··· RECORDS FOR THE TASK

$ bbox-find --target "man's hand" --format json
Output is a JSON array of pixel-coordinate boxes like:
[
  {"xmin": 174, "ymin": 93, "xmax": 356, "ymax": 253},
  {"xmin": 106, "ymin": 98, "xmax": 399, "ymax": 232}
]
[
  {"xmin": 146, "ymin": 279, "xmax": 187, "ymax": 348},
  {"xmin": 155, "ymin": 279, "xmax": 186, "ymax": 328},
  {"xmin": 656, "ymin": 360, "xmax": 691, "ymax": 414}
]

······

» TASK DESCRIPTION
Copy the records above verbatim.

» EXERCISE OUTPUT
$ bbox-find --target "man's hand" --format json
Output is a JSON array of pixel-coordinate boxes like:
[
  {"xmin": 174, "ymin": 93, "xmax": 356, "ymax": 253},
  {"xmin": 106, "ymin": 98, "xmax": 399, "ymax": 232}
]
[
  {"xmin": 146, "ymin": 279, "xmax": 187, "ymax": 348},
  {"xmin": 155, "ymin": 279, "xmax": 186, "ymax": 328},
  {"xmin": 656, "ymin": 360, "xmax": 691, "ymax": 414}
]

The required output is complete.